**Work to complete:**
**a)** In the forum thread, turn the paragraph beginning "Depends on the game" into a short list that keeps its main facts.
**b)** Reproduce word for word everything in the forum thread from "## fryke (Mar" down to "nixgeek (Mar 12, 2006)".
***** Text segment *****
# how to 'uninstall' games?



## Barose (Mar 12, 2006)

Hallo. PCs always present a nice 'uninstall' command when it comes to removing software, but Mac usually doesn't. So my question is: how do i completely remove a game from my computer? It seems that throwing the game folder away isn't enough, some stuff still remains. Well?


----------



## fryke (Mar 12, 2006)

Depends on the game. Most really just take putting it in the bin and emptying that. Preferences might still be in "~/Library/Preferences" and some games might install stuff in "~/Library/Application Support" or "/Library/Application Support", but other than that... No uninstaller needed.


----------



## nixgeek (Mar 12, 2006)

Usually all you need to do is drag the app to the trash and empty it, especially if the application was just installed by copying the app into the Applications folder.  If the app did use an installer, they'll either include an uninstaller or you can just delete the app as I mentioned earlier.  Sometimes, the installer itself has the option to uninstall so you might want to run that before you go and drag it to the trash.

Hope this helped.


----------



## edddeduck (Mar 17, 2006)

If the game is a Feral title you only need to delete two things.
***** Record excerpts *****
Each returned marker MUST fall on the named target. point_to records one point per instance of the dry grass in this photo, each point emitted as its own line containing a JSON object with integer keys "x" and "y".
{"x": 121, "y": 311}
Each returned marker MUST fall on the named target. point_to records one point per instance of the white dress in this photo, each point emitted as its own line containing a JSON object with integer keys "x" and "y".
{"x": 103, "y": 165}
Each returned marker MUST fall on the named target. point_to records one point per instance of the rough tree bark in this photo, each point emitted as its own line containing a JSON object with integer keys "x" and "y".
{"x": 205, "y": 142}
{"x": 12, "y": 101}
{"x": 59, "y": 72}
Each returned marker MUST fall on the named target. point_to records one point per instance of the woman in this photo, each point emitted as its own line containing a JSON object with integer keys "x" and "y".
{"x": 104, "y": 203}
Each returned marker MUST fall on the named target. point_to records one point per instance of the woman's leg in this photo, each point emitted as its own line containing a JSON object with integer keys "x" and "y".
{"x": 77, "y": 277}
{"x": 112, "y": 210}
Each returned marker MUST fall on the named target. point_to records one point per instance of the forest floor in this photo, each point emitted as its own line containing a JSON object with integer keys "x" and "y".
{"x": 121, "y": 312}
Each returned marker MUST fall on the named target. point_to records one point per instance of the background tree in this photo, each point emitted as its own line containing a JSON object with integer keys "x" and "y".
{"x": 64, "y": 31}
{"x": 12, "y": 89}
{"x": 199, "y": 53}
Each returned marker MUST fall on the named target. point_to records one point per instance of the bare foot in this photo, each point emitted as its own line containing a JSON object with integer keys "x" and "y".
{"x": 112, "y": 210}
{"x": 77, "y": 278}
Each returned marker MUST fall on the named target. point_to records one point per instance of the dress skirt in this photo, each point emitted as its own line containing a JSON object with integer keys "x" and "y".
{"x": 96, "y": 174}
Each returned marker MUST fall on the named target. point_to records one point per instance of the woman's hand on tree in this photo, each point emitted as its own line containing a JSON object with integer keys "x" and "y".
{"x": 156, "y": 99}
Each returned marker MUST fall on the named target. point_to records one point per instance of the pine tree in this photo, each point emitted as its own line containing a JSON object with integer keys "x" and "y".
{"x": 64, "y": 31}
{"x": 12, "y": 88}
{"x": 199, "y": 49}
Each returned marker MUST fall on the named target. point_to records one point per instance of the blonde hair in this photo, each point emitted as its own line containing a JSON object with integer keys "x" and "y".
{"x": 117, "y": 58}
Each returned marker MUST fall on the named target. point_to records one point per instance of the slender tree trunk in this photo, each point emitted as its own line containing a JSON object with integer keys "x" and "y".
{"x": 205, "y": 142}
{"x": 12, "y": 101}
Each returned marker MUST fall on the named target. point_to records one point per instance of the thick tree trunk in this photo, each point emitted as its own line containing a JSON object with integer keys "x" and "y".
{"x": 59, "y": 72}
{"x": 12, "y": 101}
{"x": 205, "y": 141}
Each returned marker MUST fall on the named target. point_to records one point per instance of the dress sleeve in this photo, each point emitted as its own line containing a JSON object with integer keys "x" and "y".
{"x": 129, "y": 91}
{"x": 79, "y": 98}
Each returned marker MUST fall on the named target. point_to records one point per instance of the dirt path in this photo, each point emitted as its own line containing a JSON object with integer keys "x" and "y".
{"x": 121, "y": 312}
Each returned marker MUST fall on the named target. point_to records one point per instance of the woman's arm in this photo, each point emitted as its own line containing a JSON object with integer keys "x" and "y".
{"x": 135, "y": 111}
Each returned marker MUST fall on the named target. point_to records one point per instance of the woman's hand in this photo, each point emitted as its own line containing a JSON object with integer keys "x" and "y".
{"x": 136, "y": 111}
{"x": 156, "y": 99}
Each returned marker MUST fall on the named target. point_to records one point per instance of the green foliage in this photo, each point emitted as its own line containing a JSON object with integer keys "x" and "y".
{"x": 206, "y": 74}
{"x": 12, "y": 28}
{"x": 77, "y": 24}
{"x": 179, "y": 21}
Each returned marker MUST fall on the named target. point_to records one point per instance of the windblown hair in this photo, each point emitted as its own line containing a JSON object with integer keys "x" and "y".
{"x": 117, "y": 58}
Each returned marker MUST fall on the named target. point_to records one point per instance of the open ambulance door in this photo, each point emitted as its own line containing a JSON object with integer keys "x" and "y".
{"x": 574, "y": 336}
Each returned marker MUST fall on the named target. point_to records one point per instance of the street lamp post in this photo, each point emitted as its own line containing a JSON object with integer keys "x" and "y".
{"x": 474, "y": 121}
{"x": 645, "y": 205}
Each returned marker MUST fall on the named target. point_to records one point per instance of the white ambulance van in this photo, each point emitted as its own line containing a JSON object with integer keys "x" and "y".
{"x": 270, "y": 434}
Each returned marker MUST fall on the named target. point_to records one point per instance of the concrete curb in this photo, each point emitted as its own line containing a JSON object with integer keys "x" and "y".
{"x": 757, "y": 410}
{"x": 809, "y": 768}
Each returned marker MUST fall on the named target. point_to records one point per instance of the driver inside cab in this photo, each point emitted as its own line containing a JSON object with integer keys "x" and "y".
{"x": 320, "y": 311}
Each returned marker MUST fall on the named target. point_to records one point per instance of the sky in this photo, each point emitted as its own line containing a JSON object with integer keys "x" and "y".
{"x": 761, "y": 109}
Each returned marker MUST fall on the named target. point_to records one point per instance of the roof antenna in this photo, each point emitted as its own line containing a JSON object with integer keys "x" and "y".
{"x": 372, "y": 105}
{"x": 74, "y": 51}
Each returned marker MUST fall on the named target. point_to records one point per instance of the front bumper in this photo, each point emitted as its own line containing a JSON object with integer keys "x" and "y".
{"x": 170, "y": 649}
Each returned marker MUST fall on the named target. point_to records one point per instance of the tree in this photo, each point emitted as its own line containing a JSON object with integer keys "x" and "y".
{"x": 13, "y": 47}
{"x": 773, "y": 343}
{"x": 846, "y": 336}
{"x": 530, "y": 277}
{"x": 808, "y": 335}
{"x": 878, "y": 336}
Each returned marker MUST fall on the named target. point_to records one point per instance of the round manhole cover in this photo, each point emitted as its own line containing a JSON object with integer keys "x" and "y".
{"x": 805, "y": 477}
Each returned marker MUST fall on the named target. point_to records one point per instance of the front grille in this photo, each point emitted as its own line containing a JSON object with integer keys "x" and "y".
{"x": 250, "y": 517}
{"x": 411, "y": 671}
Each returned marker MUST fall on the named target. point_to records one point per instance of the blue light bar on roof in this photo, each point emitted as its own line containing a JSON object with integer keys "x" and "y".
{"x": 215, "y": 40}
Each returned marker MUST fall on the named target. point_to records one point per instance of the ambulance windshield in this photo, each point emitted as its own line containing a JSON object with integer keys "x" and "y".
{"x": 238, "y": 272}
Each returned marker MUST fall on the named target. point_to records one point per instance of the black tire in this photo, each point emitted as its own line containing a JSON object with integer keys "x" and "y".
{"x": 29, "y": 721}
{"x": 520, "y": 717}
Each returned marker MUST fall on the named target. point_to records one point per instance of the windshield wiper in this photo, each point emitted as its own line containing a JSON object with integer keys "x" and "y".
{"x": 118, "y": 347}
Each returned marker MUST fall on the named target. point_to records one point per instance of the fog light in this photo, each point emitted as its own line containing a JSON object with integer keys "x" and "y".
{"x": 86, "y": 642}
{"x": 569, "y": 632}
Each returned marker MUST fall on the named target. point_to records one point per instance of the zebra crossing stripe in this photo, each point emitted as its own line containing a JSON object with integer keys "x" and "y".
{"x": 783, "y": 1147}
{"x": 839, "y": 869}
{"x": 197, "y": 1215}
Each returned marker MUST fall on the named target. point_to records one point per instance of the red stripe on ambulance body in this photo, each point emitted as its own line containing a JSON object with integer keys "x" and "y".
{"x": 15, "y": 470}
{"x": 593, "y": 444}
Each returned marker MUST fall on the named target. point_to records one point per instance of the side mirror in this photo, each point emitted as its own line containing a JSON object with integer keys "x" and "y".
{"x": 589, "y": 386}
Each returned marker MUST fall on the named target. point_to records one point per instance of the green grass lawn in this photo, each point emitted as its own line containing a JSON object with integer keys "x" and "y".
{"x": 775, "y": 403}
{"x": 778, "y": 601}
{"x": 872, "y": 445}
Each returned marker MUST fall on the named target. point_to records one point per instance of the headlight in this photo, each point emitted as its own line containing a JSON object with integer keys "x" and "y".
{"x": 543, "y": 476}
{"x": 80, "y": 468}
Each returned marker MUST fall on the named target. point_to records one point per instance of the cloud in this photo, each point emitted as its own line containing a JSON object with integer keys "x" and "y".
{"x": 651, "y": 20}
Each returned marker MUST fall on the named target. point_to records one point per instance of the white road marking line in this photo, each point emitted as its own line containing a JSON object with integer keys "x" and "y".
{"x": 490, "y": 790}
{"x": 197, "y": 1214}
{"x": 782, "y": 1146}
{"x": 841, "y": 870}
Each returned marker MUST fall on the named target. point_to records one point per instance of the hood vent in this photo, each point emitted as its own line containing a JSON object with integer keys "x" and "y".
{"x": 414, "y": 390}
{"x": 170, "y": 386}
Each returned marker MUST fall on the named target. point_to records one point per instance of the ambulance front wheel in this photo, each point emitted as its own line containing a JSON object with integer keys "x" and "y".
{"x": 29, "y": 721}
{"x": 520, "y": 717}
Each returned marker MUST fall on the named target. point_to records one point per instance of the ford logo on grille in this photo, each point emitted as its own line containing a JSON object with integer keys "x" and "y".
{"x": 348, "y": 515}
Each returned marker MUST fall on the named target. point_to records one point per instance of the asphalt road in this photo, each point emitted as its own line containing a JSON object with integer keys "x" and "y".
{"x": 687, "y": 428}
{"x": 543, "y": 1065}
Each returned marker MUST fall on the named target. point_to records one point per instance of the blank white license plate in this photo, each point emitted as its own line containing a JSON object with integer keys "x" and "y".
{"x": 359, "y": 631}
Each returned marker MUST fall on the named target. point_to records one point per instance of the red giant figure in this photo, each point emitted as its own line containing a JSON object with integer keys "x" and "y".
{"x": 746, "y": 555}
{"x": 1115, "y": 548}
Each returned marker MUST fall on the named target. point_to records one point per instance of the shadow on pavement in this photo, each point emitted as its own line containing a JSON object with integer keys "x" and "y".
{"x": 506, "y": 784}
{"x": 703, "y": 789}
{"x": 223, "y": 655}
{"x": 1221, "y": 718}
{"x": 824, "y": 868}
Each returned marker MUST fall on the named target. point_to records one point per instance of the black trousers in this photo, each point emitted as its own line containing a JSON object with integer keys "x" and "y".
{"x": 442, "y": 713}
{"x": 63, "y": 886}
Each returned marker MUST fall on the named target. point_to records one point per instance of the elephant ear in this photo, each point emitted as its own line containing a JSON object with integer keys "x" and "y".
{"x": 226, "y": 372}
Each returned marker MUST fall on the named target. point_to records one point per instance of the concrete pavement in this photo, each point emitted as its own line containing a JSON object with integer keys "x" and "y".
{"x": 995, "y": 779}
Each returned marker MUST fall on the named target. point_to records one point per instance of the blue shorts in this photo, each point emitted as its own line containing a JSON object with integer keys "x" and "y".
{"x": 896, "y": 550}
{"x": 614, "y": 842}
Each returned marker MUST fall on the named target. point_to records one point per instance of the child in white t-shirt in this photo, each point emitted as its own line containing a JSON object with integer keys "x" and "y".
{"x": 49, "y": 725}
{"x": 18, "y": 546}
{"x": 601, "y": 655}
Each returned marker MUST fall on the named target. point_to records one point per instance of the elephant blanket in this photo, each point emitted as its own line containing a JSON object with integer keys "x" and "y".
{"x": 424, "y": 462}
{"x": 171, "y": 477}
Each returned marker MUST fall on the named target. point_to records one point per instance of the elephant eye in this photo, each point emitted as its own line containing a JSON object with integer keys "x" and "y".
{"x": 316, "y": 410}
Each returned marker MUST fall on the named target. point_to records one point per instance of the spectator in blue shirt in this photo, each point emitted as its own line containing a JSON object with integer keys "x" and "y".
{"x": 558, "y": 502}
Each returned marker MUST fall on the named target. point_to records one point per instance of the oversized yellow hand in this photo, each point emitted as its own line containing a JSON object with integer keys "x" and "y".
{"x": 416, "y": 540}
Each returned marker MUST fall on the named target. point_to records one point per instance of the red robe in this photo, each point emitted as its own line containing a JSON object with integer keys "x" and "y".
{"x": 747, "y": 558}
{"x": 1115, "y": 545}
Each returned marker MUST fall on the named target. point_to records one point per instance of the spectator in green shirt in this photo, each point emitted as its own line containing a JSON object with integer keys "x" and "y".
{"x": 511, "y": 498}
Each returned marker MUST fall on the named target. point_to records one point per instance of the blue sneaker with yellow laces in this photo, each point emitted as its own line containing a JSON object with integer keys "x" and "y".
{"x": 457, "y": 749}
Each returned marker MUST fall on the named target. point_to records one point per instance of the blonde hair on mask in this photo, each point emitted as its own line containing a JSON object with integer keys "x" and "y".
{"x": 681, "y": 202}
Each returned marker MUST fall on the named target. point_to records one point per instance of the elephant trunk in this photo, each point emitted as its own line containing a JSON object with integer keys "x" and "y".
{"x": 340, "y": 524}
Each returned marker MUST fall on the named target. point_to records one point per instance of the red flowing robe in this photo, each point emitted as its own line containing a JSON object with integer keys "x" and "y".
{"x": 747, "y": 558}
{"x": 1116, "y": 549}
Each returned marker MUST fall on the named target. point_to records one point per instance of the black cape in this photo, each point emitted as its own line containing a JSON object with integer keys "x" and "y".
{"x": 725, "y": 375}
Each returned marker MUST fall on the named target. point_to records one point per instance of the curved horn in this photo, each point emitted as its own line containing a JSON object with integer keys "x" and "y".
*****
**Full answers:**
**a)**
- Removal depends on the game.
- Most games only need to be put in the bin, and the bin emptied.
- Preferences might remain in "~/Library/Preferences".
- Some games might install files in "~/Library/Application Support" or "/Library/Application Support".
- No uninstaller is needed.

**b)**
## fryke (Mar 12, 2006)

Depends on the game. Most really just take putting it in the bin and emptying that. Preferences might still be in "~/Library/Preferences" and some games might install stuff in "~/Library/Application Support" or "/Library/Application Support", but other than that... No uninstaller needed.


----------



## nixgeek (Mar 12, 2006)